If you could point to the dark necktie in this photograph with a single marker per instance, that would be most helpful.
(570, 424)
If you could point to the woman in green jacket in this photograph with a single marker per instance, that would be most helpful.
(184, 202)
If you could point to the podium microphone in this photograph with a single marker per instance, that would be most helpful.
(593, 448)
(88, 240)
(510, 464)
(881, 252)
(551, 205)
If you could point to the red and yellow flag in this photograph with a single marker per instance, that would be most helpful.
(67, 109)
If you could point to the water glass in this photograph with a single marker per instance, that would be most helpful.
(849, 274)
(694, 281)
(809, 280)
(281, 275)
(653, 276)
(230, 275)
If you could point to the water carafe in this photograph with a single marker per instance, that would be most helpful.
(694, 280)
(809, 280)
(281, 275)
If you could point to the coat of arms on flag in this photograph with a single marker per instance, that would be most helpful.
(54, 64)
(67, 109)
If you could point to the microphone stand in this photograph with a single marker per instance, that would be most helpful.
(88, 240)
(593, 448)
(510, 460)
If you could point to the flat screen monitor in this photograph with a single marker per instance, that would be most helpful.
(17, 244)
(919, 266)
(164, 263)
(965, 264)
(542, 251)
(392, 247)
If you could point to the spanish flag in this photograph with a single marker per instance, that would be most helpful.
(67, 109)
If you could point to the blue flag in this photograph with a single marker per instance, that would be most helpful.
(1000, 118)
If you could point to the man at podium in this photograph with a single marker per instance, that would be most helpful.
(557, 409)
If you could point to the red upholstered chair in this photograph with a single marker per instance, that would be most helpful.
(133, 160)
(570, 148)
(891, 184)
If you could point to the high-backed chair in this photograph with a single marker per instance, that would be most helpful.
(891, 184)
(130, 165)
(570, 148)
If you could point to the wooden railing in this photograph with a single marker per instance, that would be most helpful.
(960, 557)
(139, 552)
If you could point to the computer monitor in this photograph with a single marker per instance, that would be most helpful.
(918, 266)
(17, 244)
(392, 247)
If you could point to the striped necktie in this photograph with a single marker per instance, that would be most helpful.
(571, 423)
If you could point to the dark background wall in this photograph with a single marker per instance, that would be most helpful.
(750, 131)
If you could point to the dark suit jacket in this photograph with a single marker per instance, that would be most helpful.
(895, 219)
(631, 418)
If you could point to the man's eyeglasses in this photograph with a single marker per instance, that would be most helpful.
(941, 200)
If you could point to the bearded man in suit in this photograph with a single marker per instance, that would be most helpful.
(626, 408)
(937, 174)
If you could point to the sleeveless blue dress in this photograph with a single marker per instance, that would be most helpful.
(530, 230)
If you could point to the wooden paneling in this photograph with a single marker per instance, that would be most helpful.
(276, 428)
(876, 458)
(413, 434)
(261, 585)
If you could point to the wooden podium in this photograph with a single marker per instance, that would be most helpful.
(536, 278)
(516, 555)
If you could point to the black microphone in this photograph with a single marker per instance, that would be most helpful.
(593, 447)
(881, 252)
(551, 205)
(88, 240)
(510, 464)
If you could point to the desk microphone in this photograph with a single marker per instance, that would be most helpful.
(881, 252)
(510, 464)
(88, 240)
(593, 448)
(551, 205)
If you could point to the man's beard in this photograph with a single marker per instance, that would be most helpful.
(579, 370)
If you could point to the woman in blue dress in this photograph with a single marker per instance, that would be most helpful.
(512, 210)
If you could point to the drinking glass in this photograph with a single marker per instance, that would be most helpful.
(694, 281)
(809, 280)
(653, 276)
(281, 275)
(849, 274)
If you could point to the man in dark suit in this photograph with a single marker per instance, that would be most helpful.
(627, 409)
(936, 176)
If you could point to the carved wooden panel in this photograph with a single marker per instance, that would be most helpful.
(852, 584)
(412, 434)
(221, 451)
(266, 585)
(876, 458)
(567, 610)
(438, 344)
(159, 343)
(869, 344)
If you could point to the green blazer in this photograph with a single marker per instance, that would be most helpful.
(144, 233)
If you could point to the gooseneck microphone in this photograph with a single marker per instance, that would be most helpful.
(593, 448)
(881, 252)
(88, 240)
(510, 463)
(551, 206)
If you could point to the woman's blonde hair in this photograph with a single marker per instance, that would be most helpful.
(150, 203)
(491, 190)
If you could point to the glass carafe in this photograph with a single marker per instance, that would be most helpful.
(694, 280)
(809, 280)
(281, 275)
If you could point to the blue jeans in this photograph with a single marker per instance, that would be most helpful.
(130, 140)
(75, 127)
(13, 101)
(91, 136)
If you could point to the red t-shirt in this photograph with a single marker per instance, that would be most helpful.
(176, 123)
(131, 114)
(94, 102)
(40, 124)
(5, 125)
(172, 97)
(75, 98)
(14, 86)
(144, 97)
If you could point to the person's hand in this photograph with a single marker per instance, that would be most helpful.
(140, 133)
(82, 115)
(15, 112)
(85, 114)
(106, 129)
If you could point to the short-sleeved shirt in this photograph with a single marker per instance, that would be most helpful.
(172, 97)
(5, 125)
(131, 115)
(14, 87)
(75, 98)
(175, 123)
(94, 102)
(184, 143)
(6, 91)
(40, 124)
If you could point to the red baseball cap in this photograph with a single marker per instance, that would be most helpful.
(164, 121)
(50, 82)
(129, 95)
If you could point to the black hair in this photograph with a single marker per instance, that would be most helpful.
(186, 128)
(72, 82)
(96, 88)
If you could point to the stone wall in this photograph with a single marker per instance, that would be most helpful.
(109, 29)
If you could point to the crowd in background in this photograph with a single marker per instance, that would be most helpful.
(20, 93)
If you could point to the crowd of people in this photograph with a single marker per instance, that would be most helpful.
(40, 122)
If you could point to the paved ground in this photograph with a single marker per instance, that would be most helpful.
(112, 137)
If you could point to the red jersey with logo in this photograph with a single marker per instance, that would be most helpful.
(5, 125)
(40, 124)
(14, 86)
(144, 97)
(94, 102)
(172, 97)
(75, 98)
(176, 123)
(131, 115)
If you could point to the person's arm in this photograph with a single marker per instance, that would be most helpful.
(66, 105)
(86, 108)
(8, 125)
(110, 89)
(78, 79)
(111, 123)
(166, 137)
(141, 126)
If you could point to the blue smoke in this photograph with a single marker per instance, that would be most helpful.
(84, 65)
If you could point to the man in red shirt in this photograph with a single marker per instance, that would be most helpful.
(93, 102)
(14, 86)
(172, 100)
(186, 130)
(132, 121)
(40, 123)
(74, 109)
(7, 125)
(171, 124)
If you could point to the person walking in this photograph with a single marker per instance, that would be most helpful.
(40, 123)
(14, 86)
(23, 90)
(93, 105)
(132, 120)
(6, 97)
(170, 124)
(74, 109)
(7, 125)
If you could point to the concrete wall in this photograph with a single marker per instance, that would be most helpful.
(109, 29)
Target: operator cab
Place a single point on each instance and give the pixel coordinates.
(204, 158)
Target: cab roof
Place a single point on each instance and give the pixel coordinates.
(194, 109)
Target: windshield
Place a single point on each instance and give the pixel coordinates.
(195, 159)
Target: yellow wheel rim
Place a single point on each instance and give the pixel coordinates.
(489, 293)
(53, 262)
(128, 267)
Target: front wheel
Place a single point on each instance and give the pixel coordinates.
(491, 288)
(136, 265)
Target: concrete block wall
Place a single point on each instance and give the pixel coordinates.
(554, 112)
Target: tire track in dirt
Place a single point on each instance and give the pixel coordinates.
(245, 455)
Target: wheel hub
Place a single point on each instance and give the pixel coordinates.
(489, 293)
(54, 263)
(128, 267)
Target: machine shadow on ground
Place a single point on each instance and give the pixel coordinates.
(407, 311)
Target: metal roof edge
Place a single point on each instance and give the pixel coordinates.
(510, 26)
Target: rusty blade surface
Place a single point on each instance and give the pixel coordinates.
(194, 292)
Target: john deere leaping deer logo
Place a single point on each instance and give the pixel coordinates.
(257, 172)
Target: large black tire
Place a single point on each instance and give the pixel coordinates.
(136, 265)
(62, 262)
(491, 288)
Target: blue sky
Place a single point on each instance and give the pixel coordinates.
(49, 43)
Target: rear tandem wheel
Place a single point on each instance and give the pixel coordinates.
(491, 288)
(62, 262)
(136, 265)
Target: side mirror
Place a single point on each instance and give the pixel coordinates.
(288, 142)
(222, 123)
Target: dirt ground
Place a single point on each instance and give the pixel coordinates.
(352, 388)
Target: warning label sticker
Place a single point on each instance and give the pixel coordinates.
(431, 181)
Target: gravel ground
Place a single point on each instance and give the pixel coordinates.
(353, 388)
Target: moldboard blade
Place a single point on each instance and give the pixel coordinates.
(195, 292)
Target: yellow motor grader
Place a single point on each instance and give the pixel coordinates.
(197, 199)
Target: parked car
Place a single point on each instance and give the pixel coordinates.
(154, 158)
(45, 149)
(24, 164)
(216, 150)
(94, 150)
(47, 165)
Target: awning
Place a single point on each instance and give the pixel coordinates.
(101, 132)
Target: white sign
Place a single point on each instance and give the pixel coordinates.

====

Task details:
Give the exact lines, and only those, from the line containing "Target: large black tire" through the line containing "Target: warning label sticker" in the entries above.

Output for this exercise:
Target: large black tire
Place a single point on each instance and give the pixel coordinates.
(136, 265)
(62, 262)
(491, 288)
Target: blue sky
Place a single point on each instance and give the pixel coordinates.
(49, 43)
Target: rear tandem wheel
Place a single point on each instance and give the pixel coordinates.
(491, 288)
(62, 262)
(136, 265)
Target: side mirror
Place a single point on each instance and give the pixel coordinates.
(288, 142)
(222, 123)
Target: dirt ground
Place a single point on each instance and give the pixel coordinates.
(352, 388)
Target: warning label sticker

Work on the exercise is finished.